◆ **Aim**
Write the listing out again, all of it, word for word.
____________________
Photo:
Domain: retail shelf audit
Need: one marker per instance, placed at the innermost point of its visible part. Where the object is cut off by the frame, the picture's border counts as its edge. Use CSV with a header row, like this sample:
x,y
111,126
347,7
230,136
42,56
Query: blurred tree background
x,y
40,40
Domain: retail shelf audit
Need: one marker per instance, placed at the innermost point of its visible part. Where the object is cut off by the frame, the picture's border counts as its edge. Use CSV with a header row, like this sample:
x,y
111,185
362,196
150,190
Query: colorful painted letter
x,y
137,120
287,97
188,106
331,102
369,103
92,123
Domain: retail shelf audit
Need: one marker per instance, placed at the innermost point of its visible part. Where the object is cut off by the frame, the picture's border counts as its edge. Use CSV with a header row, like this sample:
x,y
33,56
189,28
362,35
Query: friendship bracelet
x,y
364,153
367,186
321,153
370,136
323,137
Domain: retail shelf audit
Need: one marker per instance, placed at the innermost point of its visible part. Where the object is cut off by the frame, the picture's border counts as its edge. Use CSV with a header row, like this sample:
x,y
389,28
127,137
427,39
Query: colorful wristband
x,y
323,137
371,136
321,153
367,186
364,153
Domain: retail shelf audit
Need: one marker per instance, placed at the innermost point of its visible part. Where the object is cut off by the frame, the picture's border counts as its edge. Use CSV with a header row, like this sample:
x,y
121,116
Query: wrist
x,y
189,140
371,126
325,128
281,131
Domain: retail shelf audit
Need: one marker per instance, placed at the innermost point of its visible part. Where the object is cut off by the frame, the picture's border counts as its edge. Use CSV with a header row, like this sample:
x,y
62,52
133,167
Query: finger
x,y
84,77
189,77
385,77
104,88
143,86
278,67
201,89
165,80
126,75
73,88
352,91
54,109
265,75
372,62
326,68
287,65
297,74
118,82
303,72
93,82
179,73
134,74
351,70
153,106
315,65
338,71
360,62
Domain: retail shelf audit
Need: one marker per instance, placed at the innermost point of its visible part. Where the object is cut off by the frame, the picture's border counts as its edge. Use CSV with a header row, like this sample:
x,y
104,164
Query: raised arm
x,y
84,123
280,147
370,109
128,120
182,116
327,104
____________________
◆ **Correct output**
Photo:
Domain: retail shelf audit
Need: one marker per instance, placed at the innermost point of its visible part. Where the object is cut off by the frame, the picture's border counts as its edge. Use CSV with a header row, like this sample:
x,y
111,126
347,7
230,136
42,56
Query: blurred tree background
x,y
40,40
Domain: retail shelf audit
Need: one marker per instance, placed at the innermost point of its visible part. Where the object is cut off by the frame, the picture's border counts as its edge. Use CSV with a header row, like this sample:
x,y
111,185
362,196
150,190
Query: colorful painted letter
x,y
137,120
287,97
188,106
331,102
369,103
92,123
Domain: retail shelf audit
Need: one marker per instance, placed at the innermost point of its visible part. Where the object is cut off by the frame, the picture's border counts as its edge. Use CSV with a header row, like this sample:
x,y
33,56
189,28
362,35
Query: friendship bracelet
x,y
364,153
367,186
321,153
370,136
323,137
Domain: retail shelf audit
Need: one marker per instance, placed at the innermost point of its visible part. Where the object is cut off by the frame, the picture's border counts as its edge. Use CSV with a header row, like this sample:
x,y
389,28
127,137
427,39
Query: colorful wristband
x,y
323,137
371,136
321,153
367,186
364,153
Domain: retail shelf audit
Need: one marker per instance, placed at the innermost point of its visible part. Where the object is cut off by the frame, the picture's border counts as its edge. Use CSV with a header row, like this sample:
x,y
121,116
Query: wrist
x,y
189,140
371,126
325,128
281,131
Domain: retail shelf audit
Need: one marker per instance, placed at the innermost point of its visible part. Where the object is cut off by the frame, the picture's border counts as its edge. Use CSV with a header row, like this sample:
x,y
62,52
133,167
Query: finger
x,y
84,77
189,77
385,77
104,88
143,86
278,67
201,89
165,80
126,75
73,88
352,91
54,109
265,75
372,62
326,68
287,65
297,74
118,82
303,72
93,82
179,73
134,74
351,70
153,106
315,65
338,71
360,62
Domain: retail shelf audit
Need: one marker per instance, placed at the innermost point of its visible part. Where the object is cut off by the frame, the picture's border counts as its edge. Use CSV with a header row, like this sample:
x,y
104,164
Query: raised arm
x,y
84,123
280,147
370,109
128,120
182,116
327,104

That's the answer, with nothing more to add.